** Begin Supplied records **
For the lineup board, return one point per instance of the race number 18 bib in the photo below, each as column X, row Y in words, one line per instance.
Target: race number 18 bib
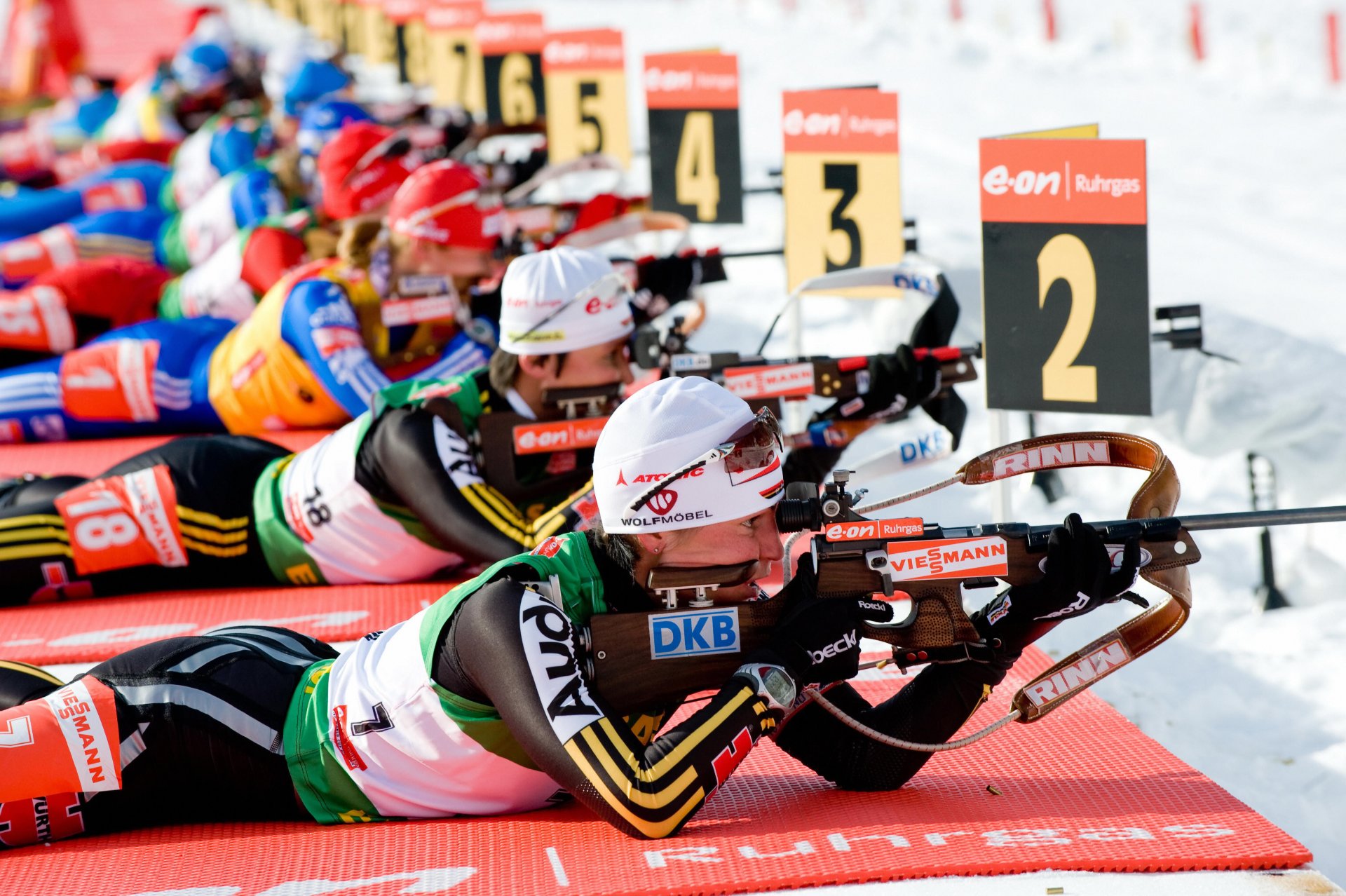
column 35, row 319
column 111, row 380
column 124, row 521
** End Supplied records **
** Begin Supplied records **
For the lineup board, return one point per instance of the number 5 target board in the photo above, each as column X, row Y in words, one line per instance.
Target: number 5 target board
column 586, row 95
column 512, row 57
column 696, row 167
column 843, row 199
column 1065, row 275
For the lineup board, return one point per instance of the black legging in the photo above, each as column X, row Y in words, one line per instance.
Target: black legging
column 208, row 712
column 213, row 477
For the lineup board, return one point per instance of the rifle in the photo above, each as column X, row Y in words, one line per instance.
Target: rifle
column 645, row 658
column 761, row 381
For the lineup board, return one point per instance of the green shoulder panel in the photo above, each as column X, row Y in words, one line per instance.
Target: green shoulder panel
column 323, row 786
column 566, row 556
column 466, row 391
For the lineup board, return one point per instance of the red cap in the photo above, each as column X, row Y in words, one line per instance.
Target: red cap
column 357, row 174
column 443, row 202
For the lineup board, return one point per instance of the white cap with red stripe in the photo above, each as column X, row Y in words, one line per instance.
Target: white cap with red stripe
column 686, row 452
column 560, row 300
** End Supplied records **
** Begin Supplied records **
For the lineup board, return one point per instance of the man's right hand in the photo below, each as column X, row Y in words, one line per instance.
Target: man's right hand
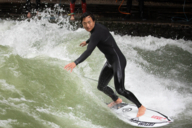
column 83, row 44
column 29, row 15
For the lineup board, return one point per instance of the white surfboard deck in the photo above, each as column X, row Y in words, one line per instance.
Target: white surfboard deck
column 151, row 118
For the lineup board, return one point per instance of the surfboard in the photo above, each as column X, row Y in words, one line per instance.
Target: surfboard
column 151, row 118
** End Supplied records **
Work to be completed>
Switch "lineup board" to "scoring sheet" wherever it occurs in the lines from the line with "the red cap" to the line with "column 560, row 300", and write out only those lines with nothing else changed.

Correct result>
For the scoring sheet, return one point per instance of the red cap in the photo above, each as column X, row Y in words, one line per instance.
Target: red cap
column 357, row 174
column 443, row 202
For the scoring sheet, return one point per instance of the white cap with red stripe in the photo above, each as column X, row Y in words, one line per instance.
Target: white cap with red stripe
column 686, row 452
column 560, row 300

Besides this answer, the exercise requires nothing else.